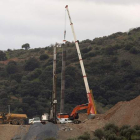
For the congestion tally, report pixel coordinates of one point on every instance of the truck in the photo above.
(15, 119)
(34, 120)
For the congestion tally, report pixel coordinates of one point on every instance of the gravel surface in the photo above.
(39, 131)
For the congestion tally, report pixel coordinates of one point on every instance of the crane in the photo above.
(89, 93)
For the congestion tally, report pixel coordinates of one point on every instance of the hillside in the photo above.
(112, 64)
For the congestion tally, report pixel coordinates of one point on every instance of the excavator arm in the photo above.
(81, 107)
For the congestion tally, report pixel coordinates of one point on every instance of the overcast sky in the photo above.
(41, 22)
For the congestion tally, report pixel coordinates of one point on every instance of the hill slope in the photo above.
(112, 64)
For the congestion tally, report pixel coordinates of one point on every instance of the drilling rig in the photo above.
(91, 110)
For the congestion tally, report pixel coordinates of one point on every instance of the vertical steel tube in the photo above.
(54, 85)
(89, 96)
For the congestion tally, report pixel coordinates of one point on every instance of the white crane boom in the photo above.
(89, 94)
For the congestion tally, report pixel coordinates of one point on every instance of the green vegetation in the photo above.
(26, 46)
(112, 65)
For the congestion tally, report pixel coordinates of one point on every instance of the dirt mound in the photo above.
(39, 131)
(125, 113)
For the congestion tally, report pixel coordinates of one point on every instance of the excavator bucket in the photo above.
(91, 116)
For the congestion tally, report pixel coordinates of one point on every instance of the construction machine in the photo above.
(14, 119)
(73, 117)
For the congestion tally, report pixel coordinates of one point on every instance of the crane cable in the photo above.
(65, 27)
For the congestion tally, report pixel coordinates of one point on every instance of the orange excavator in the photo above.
(73, 117)
(91, 110)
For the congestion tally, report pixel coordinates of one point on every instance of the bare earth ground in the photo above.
(7, 131)
(122, 113)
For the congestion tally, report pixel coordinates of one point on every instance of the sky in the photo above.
(42, 22)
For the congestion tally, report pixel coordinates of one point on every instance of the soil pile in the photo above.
(39, 131)
(123, 113)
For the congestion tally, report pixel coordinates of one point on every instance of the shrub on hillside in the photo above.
(43, 57)
(31, 64)
(11, 68)
(133, 50)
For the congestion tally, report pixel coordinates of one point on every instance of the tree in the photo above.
(31, 64)
(11, 68)
(2, 56)
(26, 46)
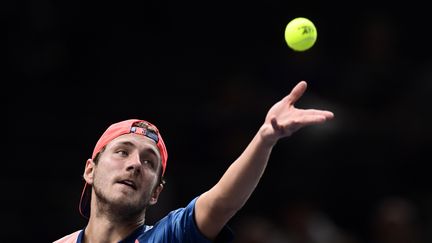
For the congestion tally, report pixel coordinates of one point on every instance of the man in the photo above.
(125, 175)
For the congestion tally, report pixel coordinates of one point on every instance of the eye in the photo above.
(148, 163)
(122, 152)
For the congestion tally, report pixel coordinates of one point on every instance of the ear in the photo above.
(155, 194)
(89, 171)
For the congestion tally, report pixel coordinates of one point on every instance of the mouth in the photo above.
(128, 183)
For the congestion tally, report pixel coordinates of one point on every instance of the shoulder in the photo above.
(71, 238)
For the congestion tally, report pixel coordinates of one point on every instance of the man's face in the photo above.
(126, 177)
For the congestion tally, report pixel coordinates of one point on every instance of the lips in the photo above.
(129, 183)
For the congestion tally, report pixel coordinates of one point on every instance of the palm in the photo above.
(283, 118)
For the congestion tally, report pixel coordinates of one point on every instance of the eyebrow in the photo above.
(130, 144)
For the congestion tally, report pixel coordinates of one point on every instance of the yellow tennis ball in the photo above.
(300, 34)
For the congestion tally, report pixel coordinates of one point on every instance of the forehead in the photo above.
(139, 141)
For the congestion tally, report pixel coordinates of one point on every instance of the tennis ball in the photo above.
(300, 34)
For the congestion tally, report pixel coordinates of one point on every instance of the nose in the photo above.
(134, 163)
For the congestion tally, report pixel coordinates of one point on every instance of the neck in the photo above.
(101, 229)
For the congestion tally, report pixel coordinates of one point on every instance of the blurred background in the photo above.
(206, 73)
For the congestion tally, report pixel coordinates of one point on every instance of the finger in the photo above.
(327, 114)
(297, 92)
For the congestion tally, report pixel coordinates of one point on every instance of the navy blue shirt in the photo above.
(178, 226)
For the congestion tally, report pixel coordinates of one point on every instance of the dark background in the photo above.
(206, 74)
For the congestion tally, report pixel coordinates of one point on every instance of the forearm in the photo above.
(241, 178)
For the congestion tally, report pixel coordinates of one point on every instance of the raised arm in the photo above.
(215, 207)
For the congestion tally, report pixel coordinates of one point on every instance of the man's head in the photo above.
(128, 161)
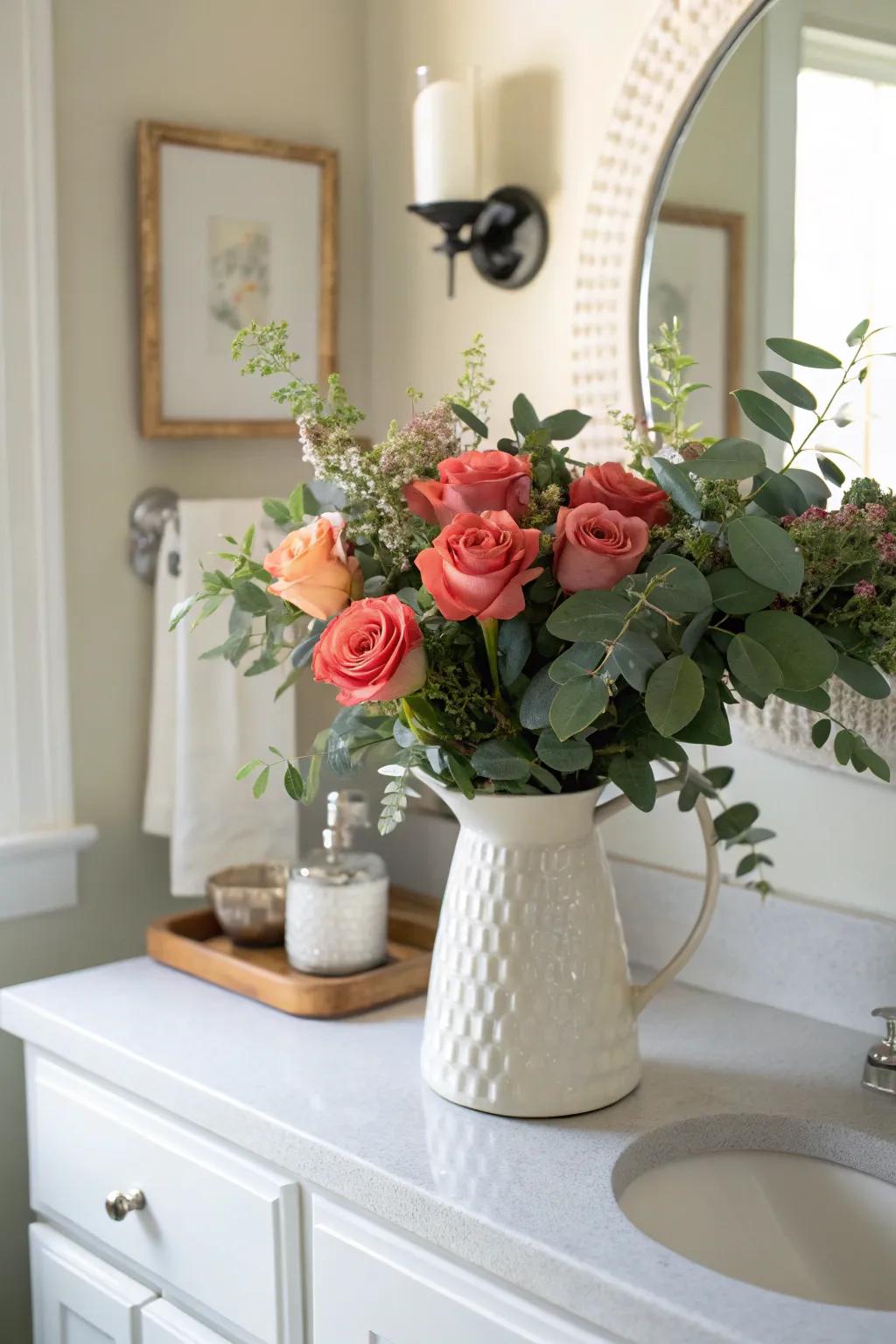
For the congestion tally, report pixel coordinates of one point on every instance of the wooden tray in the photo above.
(193, 942)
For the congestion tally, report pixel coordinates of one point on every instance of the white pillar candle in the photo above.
(444, 143)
----------
● **REQUIREMENTS**: The records above must be echoed exactly, minus their pictures.

● **EXERCISE RESULT**:
For the congestion tally, report pixel coordinates of one point on every instance of the truck in the photo above.
(15, 119)
(34, 120)
For the congestion tally, report pixel coordinates of one point on every instance of the gravel surface in the photo above.
(39, 131)
For the congestion tally, report pixel coordinates of one point on every instance of the crane in the photo above.
(89, 93)
For the congestion tally, report pixel coordinates of one point on every instance of the hillside in the photo above.
(112, 64)
For the congestion tally, report pixel coordinates of one point on every instance of the excavator arm in the photo above.
(81, 107)
For the congestion tally, report pixel coordinates of one point on every instance of the overcast sky in the photo above.
(41, 22)
For the congestion tally, report pixel coordinates of one point on every instance of the hill slope in the photo above.
(112, 64)
For the congestion tally, report pixel coordinates of one point on every instance of the drilling rig in the photo above.
(91, 110)
For the congestion tally, report pixel coordinates of one point on every instance of the vertical steel tube in the photo above.
(54, 85)
(89, 96)
For the congestion tally, report pixel coordinates of one point on every instance of the white crane boom in the photo above.
(89, 94)
For the congestion tally, report pixel coordinates of one point on every instance of the green vegetation in the photo above.
(26, 46)
(112, 65)
For the congestion tally, report pixel coordinates of one point on every instance of the dirt mound in the photo above.
(39, 131)
(125, 113)
For the congestion tally, report pixel coordinates of one point on every instance of the excavator bucket in the photo above.
(91, 116)
For the congestion tally, report pixel coordinates of one point on every instance of the construction machine in the photo above.
(14, 119)
(73, 117)
For the congestion tally, report pixel coordinates of one point on every instance of the crane cable in the photo above.
(65, 27)
For the congestion tally, report pixel coordinates of one point on every instance of the orange excavator in the photo above.
(73, 117)
(91, 110)
For the congestion tally, report pixel coordinates of one point on every instance of the bare earth ground in the photo above.
(7, 131)
(122, 113)
For the congestion tally, report pixel coordinates of one point on every instance of the sky in the photo above.
(42, 22)
For the congestion tally, report pixel coordinates of one point on every instance of the soil pile in the photo above.
(39, 131)
(123, 113)
For the congestion tally, report pixel coordinates of one point on every instance of the shrub on hillside in the photo above.
(43, 57)
(31, 64)
(11, 68)
(133, 50)
For the congestion tally, report pixel coordinates of one point on every instance of the tree in the photo above.
(31, 64)
(11, 68)
(2, 56)
(26, 46)
For the congestion tally, report pixel coordinates of one point on every instance of the man in the photo above.
(125, 175)
For the congestion tally, report pixel coordinates of one point on every instance of the eye in the photo above.
(148, 163)
(122, 152)
For the congestion tally, report pixel coordinates of one point on every instance of the ear in the photo above.
(155, 194)
(89, 171)
For the congestion tally, report pixel coordinates of one point on every instance of the mouth in the photo above.
(128, 183)
For the congestion tally, report pixel coordinates of one point on every instance of the shoulder in the photo above.
(71, 238)
For the congestion tally, report pixel coordinates of one point on every instance of the man's face in the photo above.
(126, 177)
For the congestion tally, report pixel coordinates of one point on every instance of the lips in the photo above.
(129, 183)
For the congestion tally, report pixel coordinates of one point on every instance of the palm in the photo above.
(283, 118)
For the congestion tally, report pixel coordinates of one point on every instance of the eyebrow in the photo above.
(130, 144)
For the congestion tally, report pixel coordinates of one point on every instance of the yellow tennis ball in the photo above.
(300, 34)
For the congestion tally, report pixel coordinates of one point on every instance of the forehead in the photo above.
(139, 141)
For the congestion tally, report pixel coordinates of one point on every instance of the tennis ball in the photo above.
(300, 34)
For the congestion tally, report pixel coordinates of one point on every instance of the nose in the photo above.
(134, 163)
For the congestion tally, report pixel coordinates of one point on every instance of the neck in the photo above.
(101, 229)
For the congestion tally, report pixel coordinates of one point on every instance of the blurred background in the photo above.
(206, 73)
For the congestion tally, report pixel coordinates of one point on every instance of the finger in the photo above.
(327, 114)
(297, 92)
For the congestion tally, report pixel coordinates of one point on every instance of the navy blue shirt in the photo above.
(178, 226)
For the congestion tally, report pixel coordinates of one point on every instance of the dark background in the photo above.
(206, 74)
For the congestion tally, report pixel coordinates of one point on every instance of the forearm in the photo above.
(241, 178)
For the congestion tally, report pixel coordinates of one point on every instance of the raised arm in the photo above.
(215, 207)
For the congestion tally, report pixel coordinates of one point on every instance of the man's head in the photo above.
(128, 161)
For the congestion tally, report pixel coordinates of one point on every instance of the wooden tray in the photo above.
(193, 942)
For the congestion tally, report pixel coordinates of one point on every instance of the white pillar candle in the photo above.
(444, 143)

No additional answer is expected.